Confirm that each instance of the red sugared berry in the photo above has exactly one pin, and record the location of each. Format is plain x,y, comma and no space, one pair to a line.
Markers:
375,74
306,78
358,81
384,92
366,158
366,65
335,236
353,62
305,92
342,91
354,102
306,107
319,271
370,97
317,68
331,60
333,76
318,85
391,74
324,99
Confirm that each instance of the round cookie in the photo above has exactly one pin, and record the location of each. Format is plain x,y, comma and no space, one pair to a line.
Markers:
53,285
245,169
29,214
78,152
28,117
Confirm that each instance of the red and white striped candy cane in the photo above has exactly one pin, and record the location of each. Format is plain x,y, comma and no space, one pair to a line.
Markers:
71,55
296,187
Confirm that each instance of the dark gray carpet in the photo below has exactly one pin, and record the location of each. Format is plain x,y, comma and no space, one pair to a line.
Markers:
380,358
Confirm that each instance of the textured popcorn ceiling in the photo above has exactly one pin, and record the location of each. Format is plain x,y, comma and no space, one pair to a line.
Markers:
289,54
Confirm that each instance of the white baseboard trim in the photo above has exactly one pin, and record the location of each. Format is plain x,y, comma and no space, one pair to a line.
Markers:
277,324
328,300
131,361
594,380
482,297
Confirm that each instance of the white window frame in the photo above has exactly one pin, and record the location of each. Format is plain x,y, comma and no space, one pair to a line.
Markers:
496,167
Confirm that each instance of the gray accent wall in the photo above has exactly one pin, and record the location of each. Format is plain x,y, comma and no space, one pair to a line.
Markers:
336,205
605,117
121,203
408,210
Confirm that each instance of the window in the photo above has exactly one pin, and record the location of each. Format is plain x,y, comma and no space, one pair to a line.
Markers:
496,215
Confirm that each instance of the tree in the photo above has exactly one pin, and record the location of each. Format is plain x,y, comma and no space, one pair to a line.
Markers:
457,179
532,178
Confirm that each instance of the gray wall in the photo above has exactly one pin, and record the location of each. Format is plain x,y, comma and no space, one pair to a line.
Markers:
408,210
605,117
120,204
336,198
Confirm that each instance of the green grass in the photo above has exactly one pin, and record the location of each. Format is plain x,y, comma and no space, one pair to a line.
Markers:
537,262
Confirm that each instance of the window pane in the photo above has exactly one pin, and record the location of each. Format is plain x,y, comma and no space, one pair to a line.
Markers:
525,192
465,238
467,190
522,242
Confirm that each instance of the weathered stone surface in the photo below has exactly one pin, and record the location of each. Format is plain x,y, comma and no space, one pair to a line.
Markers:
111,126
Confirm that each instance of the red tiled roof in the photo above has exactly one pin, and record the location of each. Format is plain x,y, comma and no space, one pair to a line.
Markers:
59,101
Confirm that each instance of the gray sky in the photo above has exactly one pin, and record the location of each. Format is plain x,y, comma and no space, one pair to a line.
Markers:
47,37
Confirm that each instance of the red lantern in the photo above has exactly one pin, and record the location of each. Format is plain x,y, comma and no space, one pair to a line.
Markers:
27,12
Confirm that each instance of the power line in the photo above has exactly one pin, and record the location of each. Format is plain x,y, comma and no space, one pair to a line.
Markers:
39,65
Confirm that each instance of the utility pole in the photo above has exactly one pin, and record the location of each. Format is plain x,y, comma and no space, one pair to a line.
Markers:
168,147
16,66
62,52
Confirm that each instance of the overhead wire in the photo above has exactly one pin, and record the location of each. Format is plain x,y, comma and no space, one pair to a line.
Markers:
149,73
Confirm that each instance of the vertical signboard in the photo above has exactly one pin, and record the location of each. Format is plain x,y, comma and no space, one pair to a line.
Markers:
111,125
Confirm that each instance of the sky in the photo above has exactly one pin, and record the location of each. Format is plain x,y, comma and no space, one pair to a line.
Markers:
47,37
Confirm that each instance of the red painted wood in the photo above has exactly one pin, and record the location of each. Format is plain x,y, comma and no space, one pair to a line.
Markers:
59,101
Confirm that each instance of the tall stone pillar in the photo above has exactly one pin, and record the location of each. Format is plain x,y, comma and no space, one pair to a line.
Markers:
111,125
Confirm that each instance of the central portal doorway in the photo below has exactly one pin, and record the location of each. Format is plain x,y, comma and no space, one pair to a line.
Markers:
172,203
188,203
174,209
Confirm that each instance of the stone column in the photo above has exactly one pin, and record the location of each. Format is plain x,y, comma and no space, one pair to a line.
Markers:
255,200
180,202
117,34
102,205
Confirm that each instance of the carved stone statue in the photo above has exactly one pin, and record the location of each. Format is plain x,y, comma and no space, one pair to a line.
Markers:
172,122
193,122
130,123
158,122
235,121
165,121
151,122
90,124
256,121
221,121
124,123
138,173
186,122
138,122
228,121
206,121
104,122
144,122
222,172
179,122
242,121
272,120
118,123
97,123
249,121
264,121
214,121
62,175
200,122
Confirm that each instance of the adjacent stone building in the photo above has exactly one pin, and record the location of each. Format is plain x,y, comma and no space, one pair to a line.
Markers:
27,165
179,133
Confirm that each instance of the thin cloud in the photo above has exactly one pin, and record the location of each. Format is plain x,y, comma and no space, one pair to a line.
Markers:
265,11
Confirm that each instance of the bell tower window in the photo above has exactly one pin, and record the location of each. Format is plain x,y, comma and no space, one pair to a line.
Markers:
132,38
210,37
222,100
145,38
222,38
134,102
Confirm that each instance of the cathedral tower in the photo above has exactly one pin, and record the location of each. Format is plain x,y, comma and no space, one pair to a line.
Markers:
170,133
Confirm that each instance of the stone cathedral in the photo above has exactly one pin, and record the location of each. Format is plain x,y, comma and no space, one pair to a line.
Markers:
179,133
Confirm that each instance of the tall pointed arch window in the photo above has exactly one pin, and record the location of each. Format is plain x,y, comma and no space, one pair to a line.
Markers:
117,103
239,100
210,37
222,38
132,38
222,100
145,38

* * * * * * *

- What needs to be done
Output the lines above verbatim and in full.

- Complete output
Confirm that each instance of the red sugared berry in the photo above has exactly one pin, and record the location of each. Format is plain x,y, comma and no space, one pair to a line.
Markers:
375,74
306,78
358,81
384,92
366,158
366,65
335,236
353,62
305,92
342,91
354,102
306,107
319,271
370,97
317,68
331,60
333,76
318,85
391,74
324,99
Confirm that each instance of the round cookie in the photo above has exactly one pin, and record the location of each. Format is plain x,y, comma and no space, one pair to a line.
Markers:
53,285
245,169
29,214
78,152
28,117
Confirm that each instance of the red and white striped candy cane in the photo above has exactly one pin, and record the location of each. Format is plain x,y, comma and no space, one pair to a line.
Markers:
71,55
296,187
Confirm that each instance of the dark gray carpet in the photo below has exactly one pin, and record the location of each. Format is plain x,y, comma and no space, one pair to a line.
Markers:
380,358
Confirm that each instance of the textured popcorn ceiling in the photo above has exactly one pin, and record the location of each. Format is plain x,y, comma and no space, one pair to a line.
Markers:
289,54
Confirm that each instance of the white baseboard trim in the photo above has exactly one pin, and record the location of each. Format is plain x,y, comma and no space, one pair to a line.
Markers:
277,324
328,300
131,361
594,380
482,297
Confirm that each instance of the white window frame in the photo above has exactly one pin, and record the location of each. Format is plain x,y, comma and no space, one pair to a line.
Markers:
496,167
Confirm that each instance of the gray accent wall in the photo above has exactly one pin, and record the location of each. Format is plain x,y, comma and no space, one pair to a line.
Markers:
336,205
605,117
121,203
408,210
Confirm that each instance of the window in the photo above has exactly one pin, and record the location of each. Format is plain x,y, comma and no space, one pair to a line.
Markers:
496,215
Confirm that each instance of the tree in the photo above has exactly one pin, and record the location of each. Format is plain x,y, comma and no space, one pair to a line.
Markers:
457,179
532,178
Confirm that each instance of the gray wall in the photo above has exactly one pin, and record the location of each. Format is plain x,y, comma and no space, one pair to a line.
Markers:
408,210
605,117
120,204
336,198
Confirm that each instance of the green grass in the photo above has exactly one pin, and record the location of each. Format is plain x,y, comma and no space, one pair to a line.
Markers:
537,262
Confirm that each instance of the window pane in the photo above has exactly one pin, and record the location of each. Format is plain x,y, comma and no space, one pair to a line.
Markers:
525,192
465,238
467,190
522,242
Confirm that each instance of the weathered stone surface in the photo below has exactly one pin, and record the location of each. Format is plain x,y, comma and no space, one pair to a line.
Markers:
111,126
Confirm that each instance of the red tiled roof in the photo above has exactly one pin, and record the location of each. Format is plain x,y, comma and no space, one pair to a line.
Markers:
59,101
Confirm that each instance of the gray sky in the photo above has exactly one pin, and record the location of each. Format is plain x,y, comma and no space, one pair to a line.
Markers:
47,37
Confirm that each instance of the red lantern in the photo above has exactly one pin, and record the location of each. Format is plain x,y, comma and no space, one pair to a line.
Markers:
27,12
Confirm that each instance of the power line in the photo above has exactly one pin, and record the location of each. Format is plain x,y, comma and no space, one pair to a line.
Markers:
39,65
Confirm that each instance of the utility pole in the photo above has exactly one pin, and record the location of each. Format is plain x,y, comma and no space, one pair to a line.
Markers:
168,147
16,66
62,52
Confirm that each instance of the overhead wire in the photo above has exactly one pin, and record the location of each. Format is plain x,y, comma and no space, one pair to a line.
Markers:
149,73
Confirm that each instance of the vertical signboard in the photo above has exactly one pin, and record the location of each. Format is plain x,y, comma and no space, one pair to a line.
Markers:
111,125
Confirm that each instance of the sky in the photo above has exactly one pin, and record the location of each. Format is plain x,y, comma and no space, one pair to a line.
Markers:
47,37
Confirm that each instance of the red painted wood in the photo above has exactly one pin, and record the location of each. Format is plain x,y, comma and no space, one pair to a line.
Markers:
59,101
Confirm that each instance of the tall stone pillar in the photo above has exactly one pin, and record the location of each. Format is plain x,y, comma and no space, one pair to a line.
Markers:
111,125
Confirm that each instance of the central portal doorway in the photo below has exactly one pin, and record the location of each. Format is plain x,y, comma and no space, one pair to a line.
Markers:
172,203
188,203
174,209
Confirm that each instance of the stone column in the photo above has exactly one pin, and record the location of each. Format is plain x,y, comma and no space, one pair to a line.
Markers:
255,200
180,202
117,34
102,205
Confirm that each instance of the carved stone statue in the photo above has exactly one pin, and record the location of each. Format is plain x,y, comma and no space, one pair to a line.
Markers:
172,122
193,122
130,123
158,122
235,121
165,121
151,122
90,124
256,121
221,121
124,123
138,173
186,122
138,122
228,121
206,121
104,122
144,122
222,172
179,122
242,121
272,120
118,123
97,123
249,121
264,121
214,121
62,175
200,122
Confirm that each instance of the adjacent stone building in the photo above has exactly one pin, and record the location of each. Format is plain x,y, comma and no space, one pair to a line.
Markers:
27,165
179,133
Confirm that each instance of the thin cloud in the photo above has exactly one pin, and record the location of each. Format is plain x,y, comma and no space, one pair to a line.
Markers:
265,11
Confirm that each instance of the bell tower window in the photo above has exactly one pin, and record the location of each. Format is plain x,y, comma and no space, one pair to a line.
Markers:
132,38
210,37
222,100
145,38
222,38
134,102
Confirm that each instance of the cathedral tower in the photo above has exactly one pin, and record the location of each. Format is plain x,y, comma and no space, one pair to a line.
Markers:
170,133
Confirm that each instance of the stone cathedral in the photo above has exactly one pin, and record the location of each. Format is plain x,y, comma and no space, one pair to a line.
Markers:
179,133
Confirm that each instance of the tall pointed arch window in the photo above has exactly one pin, and record the location of each. Format is plain x,y, comma and no space, one pair to a line.
Markers:
117,103
239,100
210,37
222,38
132,38
222,100
145,38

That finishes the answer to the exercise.